Copy each entry as written.
════════
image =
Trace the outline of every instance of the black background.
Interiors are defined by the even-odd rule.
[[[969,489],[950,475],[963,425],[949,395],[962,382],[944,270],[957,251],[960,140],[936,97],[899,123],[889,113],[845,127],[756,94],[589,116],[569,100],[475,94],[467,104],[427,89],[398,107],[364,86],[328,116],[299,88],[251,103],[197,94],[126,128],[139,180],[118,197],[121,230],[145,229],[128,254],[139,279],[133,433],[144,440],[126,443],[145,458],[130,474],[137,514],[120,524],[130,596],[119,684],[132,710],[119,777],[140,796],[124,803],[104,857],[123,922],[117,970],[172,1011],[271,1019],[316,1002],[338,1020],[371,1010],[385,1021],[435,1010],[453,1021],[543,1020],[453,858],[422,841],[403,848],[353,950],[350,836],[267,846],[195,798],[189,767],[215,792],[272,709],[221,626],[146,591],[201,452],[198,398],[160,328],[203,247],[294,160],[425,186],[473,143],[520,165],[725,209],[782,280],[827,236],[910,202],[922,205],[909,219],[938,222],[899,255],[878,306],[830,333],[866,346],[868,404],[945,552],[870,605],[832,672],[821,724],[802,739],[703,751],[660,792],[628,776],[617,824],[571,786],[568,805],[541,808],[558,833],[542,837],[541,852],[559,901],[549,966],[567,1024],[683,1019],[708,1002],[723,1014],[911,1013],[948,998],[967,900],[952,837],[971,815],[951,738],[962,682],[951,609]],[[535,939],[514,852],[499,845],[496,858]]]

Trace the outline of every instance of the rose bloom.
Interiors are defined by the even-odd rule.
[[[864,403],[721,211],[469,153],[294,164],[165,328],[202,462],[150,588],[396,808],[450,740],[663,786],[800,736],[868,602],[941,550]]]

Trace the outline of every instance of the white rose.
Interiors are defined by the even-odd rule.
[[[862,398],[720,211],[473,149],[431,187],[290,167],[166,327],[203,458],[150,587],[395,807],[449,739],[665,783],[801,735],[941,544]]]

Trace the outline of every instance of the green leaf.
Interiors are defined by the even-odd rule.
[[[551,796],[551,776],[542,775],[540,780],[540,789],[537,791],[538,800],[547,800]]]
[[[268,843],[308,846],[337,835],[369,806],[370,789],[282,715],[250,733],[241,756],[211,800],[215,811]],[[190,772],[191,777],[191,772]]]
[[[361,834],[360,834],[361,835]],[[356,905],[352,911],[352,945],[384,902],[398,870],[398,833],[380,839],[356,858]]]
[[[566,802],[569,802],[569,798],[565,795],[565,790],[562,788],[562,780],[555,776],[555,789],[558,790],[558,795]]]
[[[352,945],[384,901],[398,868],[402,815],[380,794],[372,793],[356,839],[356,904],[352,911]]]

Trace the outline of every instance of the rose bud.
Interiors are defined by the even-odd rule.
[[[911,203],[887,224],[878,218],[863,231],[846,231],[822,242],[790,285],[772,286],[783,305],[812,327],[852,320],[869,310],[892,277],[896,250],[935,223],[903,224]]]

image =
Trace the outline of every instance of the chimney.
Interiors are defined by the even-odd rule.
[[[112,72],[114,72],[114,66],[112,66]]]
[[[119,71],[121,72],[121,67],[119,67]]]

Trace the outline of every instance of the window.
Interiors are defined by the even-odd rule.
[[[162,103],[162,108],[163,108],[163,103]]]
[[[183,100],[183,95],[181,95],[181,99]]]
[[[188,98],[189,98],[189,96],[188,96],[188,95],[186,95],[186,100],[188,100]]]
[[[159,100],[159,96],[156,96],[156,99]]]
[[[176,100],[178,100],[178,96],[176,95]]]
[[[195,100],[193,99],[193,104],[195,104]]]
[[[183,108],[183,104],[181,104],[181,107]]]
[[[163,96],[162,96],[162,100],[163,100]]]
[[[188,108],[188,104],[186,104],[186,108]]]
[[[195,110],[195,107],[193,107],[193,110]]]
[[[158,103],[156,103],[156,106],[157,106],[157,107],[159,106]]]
════════
▸ Expected answer:
image =
Trace the outline of every instance of the black background.
Interiors are defined by the even-odd rule.
[[[969,489],[950,475],[963,425],[949,395],[962,382],[944,270],[957,251],[960,140],[936,97],[899,123],[889,113],[845,127],[756,94],[589,116],[569,100],[475,94],[467,104],[427,89],[398,107],[364,86],[328,116],[299,88],[251,103],[197,94],[126,128],[139,180],[118,197],[121,230],[145,229],[128,254],[139,279],[133,433],[144,440],[126,443],[145,458],[130,474],[137,514],[120,524],[130,596],[119,684],[132,710],[119,777],[140,796],[124,803],[104,857],[123,922],[117,970],[172,1011],[271,1019],[316,1002],[338,1020],[371,1010],[385,1021],[435,1010],[453,1021],[543,1020],[453,858],[422,841],[403,848],[353,950],[350,836],[267,846],[195,798],[189,767],[215,792],[272,709],[221,626],[146,591],[201,452],[198,398],[160,328],[203,247],[294,160],[425,186],[473,143],[520,165],[725,209],[782,280],[827,236],[910,202],[922,205],[909,219],[938,222],[899,255],[878,306],[830,333],[866,346],[868,404],[945,552],[870,605],[832,672],[821,724],[802,739],[703,751],[660,792],[628,776],[617,824],[571,786],[568,805],[541,808],[558,833],[542,837],[541,852],[559,901],[549,966],[567,1024],[683,1019],[708,1002],[723,1014],[911,1013],[948,998],[967,900],[952,837],[971,815],[951,738],[962,682],[951,609]],[[535,939],[514,852],[499,845],[496,858]]]

Trace the outline of every instance of the rose bloom.
Interiors are defined by the even-odd rule.
[[[864,403],[721,211],[469,153],[294,164],[165,328],[202,462],[150,588],[396,808],[450,740],[663,786],[800,736],[868,602],[941,550]]]

Trace the outline of every instance of the white rose.
Interiors are defined by the even-odd rule.
[[[862,398],[720,211],[473,149],[431,187],[290,167],[166,327],[203,458],[150,587],[395,807],[449,739],[665,783],[801,735],[941,544]]]

Trace the outline of every instance of the green leaf.
Interiors are defined by the even-odd rule.
[[[551,796],[551,776],[542,775],[540,780],[540,789],[537,791],[538,800],[547,800]]]
[[[268,843],[308,846],[337,835],[369,806],[370,789],[282,715],[250,733],[241,756],[211,800],[215,811]],[[190,772],[191,777],[191,772]]]
[[[361,834],[360,834],[361,835]],[[356,905],[352,911],[352,945],[384,902],[398,870],[398,833],[380,839],[356,858]]]
[[[566,802],[569,802],[569,798],[565,795],[565,790],[562,788],[562,780],[555,776],[555,789],[558,790],[558,795]]]
[[[352,945],[384,901],[398,868],[402,815],[380,794],[372,793],[356,839],[356,904],[352,911]]]

Trace the outline of every instance of the rose bud.
Interiors are defined by the even-odd rule.
[[[911,203],[887,224],[878,218],[863,231],[846,231],[822,242],[790,285],[772,286],[783,305],[812,327],[852,320],[869,310],[892,277],[896,250],[935,223],[903,224]]]

image =
Trace the outline of every instance of the chimney.
Interiors are defined by the even-odd rule.
[[[112,72],[114,72],[114,66],[112,66]]]
[[[119,71],[121,72],[121,67],[119,67]]]

Trace the outline of every instance of the window.
Interiors are defined by the even-odd rule.
[[[162,103],[162,108],[163,108],[163,103]]]
[[[183,100],[183,95],[181,95],[181,99]]]
[[[188,98],[189,98],[189,96],[188,96],[188,95],[186,95],[186,100],[188,100]]]
[[[159,100],[159,96],[156,96],[156,99]]]
[[[176,100],[178,100],[178,96],[176,95]]]
[[[195,100],[193,99],[193,104],[195,104]]]
[[[183,108],[183,104],[181,104],[181,107]]]
[[[163,96],[162,96],[162,100],[163,100]]]
[[[188,108],[188,104],[186,104],[186,108]]]
[[[195,110],[195,107],[193,107],[193,110]]]
[[[158,103],[156,103],[156,106],[157,106],[157,107],[159,106]]]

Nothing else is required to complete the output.